(Excerpts from a pointing dataset)
········
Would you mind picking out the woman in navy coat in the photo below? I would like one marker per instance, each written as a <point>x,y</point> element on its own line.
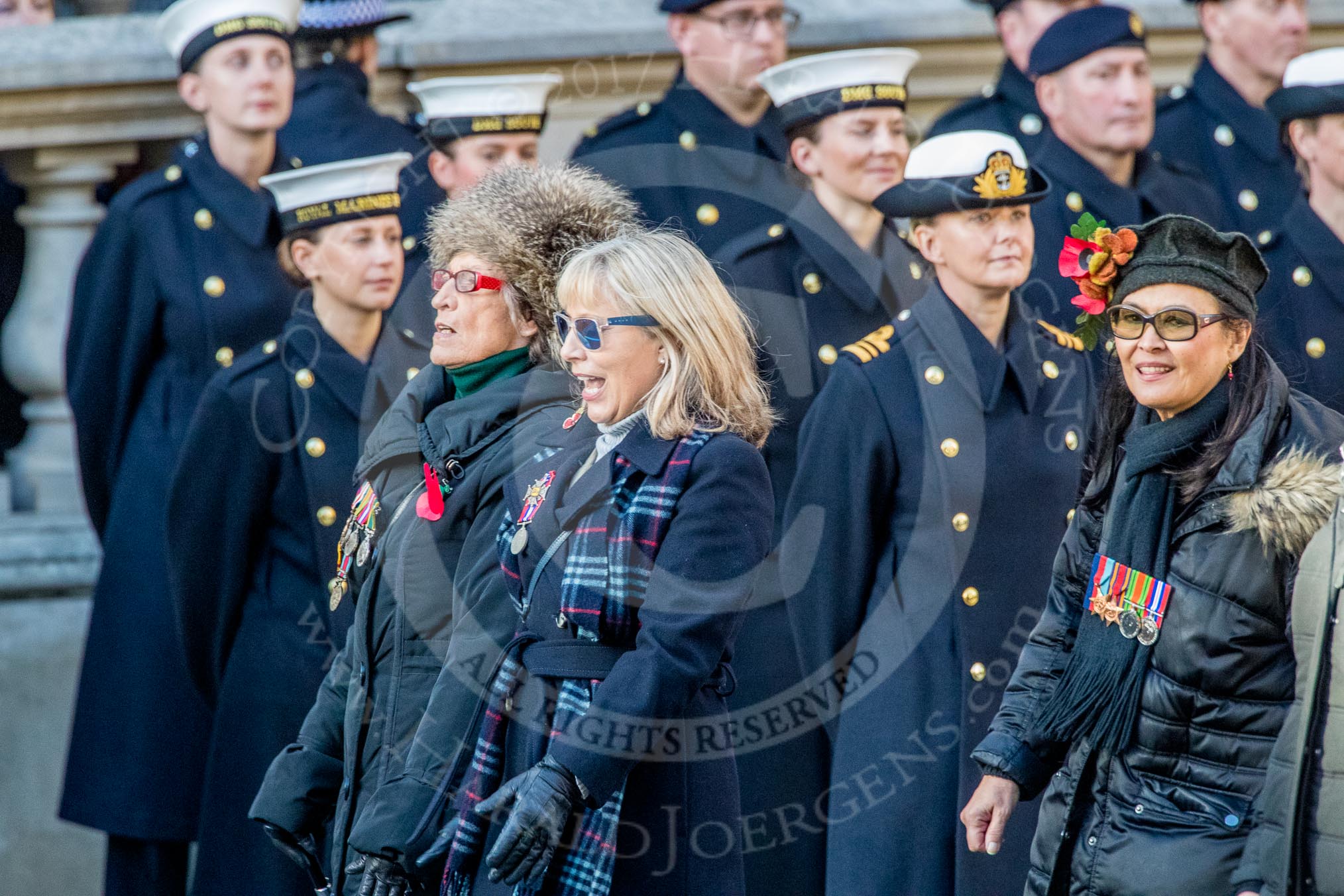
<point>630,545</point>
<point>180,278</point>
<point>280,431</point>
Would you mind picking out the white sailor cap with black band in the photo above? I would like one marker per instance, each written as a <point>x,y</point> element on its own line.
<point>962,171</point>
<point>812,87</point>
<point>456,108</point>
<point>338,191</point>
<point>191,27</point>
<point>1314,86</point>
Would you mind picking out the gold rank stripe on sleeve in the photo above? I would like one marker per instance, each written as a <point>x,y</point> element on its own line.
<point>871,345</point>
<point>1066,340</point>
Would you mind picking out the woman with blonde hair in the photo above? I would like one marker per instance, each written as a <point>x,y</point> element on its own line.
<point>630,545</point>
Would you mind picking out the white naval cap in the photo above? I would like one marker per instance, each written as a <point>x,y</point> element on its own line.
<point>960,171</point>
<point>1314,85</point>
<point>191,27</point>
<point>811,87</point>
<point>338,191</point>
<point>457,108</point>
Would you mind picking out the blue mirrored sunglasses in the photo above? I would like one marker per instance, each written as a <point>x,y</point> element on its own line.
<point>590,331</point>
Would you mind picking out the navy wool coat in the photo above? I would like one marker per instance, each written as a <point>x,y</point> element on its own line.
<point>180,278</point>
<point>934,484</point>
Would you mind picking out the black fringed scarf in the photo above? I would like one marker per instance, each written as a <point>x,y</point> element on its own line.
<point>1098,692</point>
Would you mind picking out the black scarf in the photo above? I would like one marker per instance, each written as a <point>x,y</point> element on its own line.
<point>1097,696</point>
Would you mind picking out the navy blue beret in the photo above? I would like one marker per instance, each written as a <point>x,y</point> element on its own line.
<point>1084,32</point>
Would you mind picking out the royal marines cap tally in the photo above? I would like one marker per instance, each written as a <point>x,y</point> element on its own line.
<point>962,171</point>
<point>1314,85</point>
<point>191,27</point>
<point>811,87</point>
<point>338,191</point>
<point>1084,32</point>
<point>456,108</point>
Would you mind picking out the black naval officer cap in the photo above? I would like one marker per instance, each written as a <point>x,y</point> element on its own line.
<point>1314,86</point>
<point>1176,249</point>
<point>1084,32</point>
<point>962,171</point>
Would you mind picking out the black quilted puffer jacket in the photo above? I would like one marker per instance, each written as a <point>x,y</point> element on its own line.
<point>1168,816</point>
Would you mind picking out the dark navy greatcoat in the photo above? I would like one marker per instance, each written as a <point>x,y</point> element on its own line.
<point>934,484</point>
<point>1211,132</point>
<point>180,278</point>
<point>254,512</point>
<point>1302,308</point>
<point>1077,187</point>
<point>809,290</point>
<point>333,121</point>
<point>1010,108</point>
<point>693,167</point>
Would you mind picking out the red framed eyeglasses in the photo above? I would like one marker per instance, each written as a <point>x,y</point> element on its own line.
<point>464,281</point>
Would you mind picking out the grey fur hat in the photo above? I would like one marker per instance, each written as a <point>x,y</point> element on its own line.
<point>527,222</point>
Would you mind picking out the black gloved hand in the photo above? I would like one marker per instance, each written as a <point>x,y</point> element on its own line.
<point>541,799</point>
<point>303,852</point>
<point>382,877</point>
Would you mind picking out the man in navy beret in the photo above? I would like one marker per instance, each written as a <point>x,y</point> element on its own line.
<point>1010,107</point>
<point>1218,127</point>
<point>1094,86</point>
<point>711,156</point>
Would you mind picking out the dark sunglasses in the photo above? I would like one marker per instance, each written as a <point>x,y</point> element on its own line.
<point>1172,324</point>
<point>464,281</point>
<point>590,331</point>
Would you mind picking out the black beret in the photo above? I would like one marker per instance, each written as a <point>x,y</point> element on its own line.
········
Problem to solve:
Extract every line of the entries above and reproduce each one verbatim, omitting the pictures from your answer.

Answer:
Would you mind picking out the woman in navy coat in the photo below? I would like one marker per instance, each written as a <point>x,y</point> element on its own line.
<point>630,545</point>
<point>180,278</point>
<point>280,431</point>
Would you mind picking out the white sailor cap with black band in the photo above? I would like one marker per instance, each written as a <point>x,y</point> element on its own line.
<point>962,171</point>
<point>812,87</point>
<point>456,108</point>
<point>338,191</point>
<point>191,27</point>
<point>1314,86</point>
Would you mind picking out the gold rank stripe on sleeve in the photo above? I would like one marker per instance, each written as a <point>x,y</point> element on its own line.
<point>871,345</point>
<point>1066,340</point>
Would you mind picking out the woman with blonde hair in the photo above? I would like one marker per instance, each written as a <point>x,y</point> element on its own line.
<point>630,545</point>
Would you mind picking out the white naval cap in the photo above? I would like one marker per instance, each written as a <point>x,y</point> element on its own line.
<point>960,171</point>
<point>1314,85</point>
<point>191,27</point>
<point>811,87</point>
<point>338,191</point>
<point>457,108</point>
Would you mind picking out the blue mirrored sunglasses in the photo above? I would like one marker per instance, each written as a <point>x,y</point> element on its own line.
<point>590,331</point>
Would you mind picking out the navy wool coat in the photo above? I would like one marker per instance, each written as a <point>x,y</point> element on its own line.
<point>180,278</point>
<point>934,484</point>
Would you mind picking out the black fringed scarf in the photo above? I would like one marker per instance, each written as a <point>x,y</point> element on its own line.
<point>1098,692</point>
Would you mind picking out the black scarf in the photo above? I would like one marker per instance, each written as a <point>x,y</point> element on its own line.
<point>1097,696</point>
Would you mind picking out the navy blue beret in the photo above? I would like one marker per instance, each written as a <point>x,y</point> element on its own line.
<point>1084,32</point>
Would you mind picking out the royal marines cap tally in the photo above? I would like one marker per instance, each written as a <point>x,y</point> element on its own line.
<point>962,171</point>
<point>1314,85</point>
<point>191,27</point>
<point>811,87</point>
<point>338,191</point>
<point>1084,32</point>
<point>456,108</point>
Would you mind picking out the black naval officer cap in the photo above? I would like one marker per instance, each written as a <point>x,y</point> element on its own line.
<point>1314,86</point>
<point>1176,249</point>
<point>1084,32</point>
<point>962,171</point>
Would you mind picking out the black quilted puffer jacket in the photo above? I would like one marker per instance, each written as a <point>x,y</point> element on its own line.
<point>1168,816</point>
Would you mind picking out the dark navy greatcoat in the photo above? I would like one marker per instance, each written as a <point>x,y</point> element on its own line.
<point>934,484</point>
<point>1211,132</point>
<point>180,278</point>
<point>254,512</point>
<point>1302,308</point>
<point>1077,187</point>
<point>809,290</point>
<point>333,121</point>
<point>1010,108</point>
<point>693,167</point>
Would you mind picking out the red framed eyeglasses in the photo above? I would like one marker per instance, each written as a <point>x,y</point> element on its own line.
<point>464,281</point>
Would you mind picking out the grey fur hat in the photo above? I would like one marker per instance, each written as a <point>x,y</point> element on its own line.
<point>527,222</point>
Would you mind picking out the black gloved hand in the photo above? I would like one marker per instance, each written as a <point>x,y</point> element on its own line.
<point>541,799</point>
<point>303,852</point>
<point>382,877</point>
Would you mind picking out the man in navy beret in the photo above? I would like one marker per instance, each written as a <point>x,y</point> element on its own line.
<point>1010,107</point>
<point>1218,127</point>
<point>1094,86</point>
<point>711,156</point>
Would you mind picking out the dark sunglasses in the photo above? I would like one marker per instance, each written as a <point>x,y</point> element on its own line.
<point>1172,324</point>
<point>464,281</point>
<point>590,331</point>
Would you mind picking out the black beret in the photo above? I would like one marker per instance, each written as a <point>x,y</point> element on its own line.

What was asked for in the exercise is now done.